About this task
Before you return the entries below, strip out the pictures and keep all else exact.

Given records

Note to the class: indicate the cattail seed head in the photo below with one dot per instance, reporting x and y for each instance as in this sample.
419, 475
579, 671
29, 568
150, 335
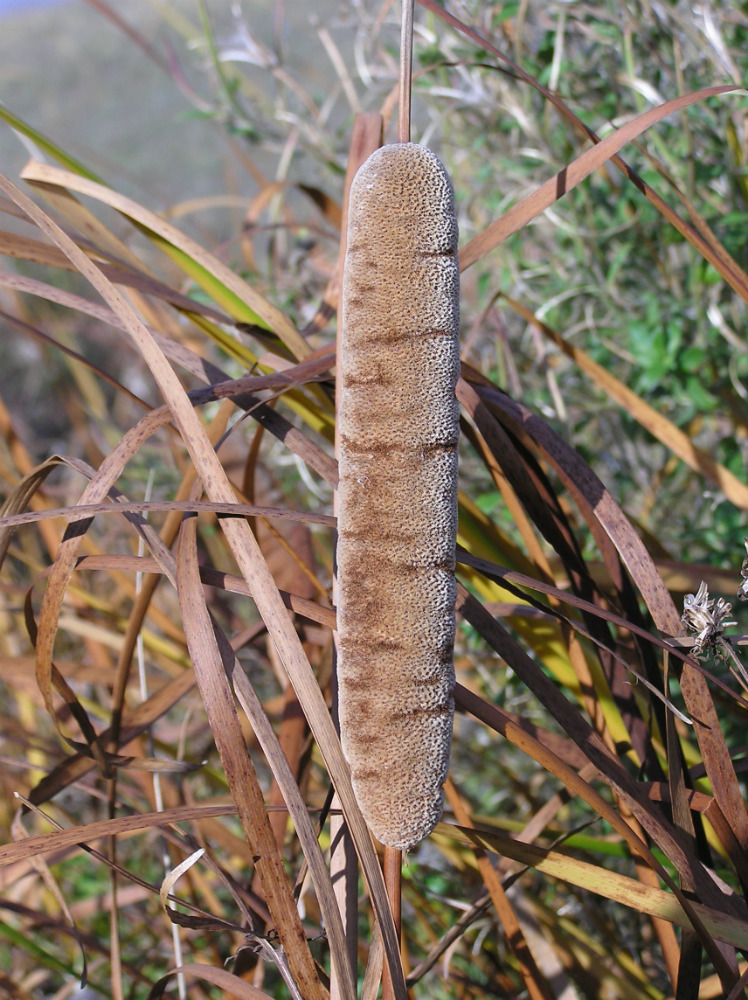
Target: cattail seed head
397, 507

Output of the exercise
Note to the class: indicate the cattail seed head in the photo below with one dot per instance, reporting x and y for each instance as in this sample.
419, 475
579, 671
29, 568
150, 335
Target: cattail seed head
397, 507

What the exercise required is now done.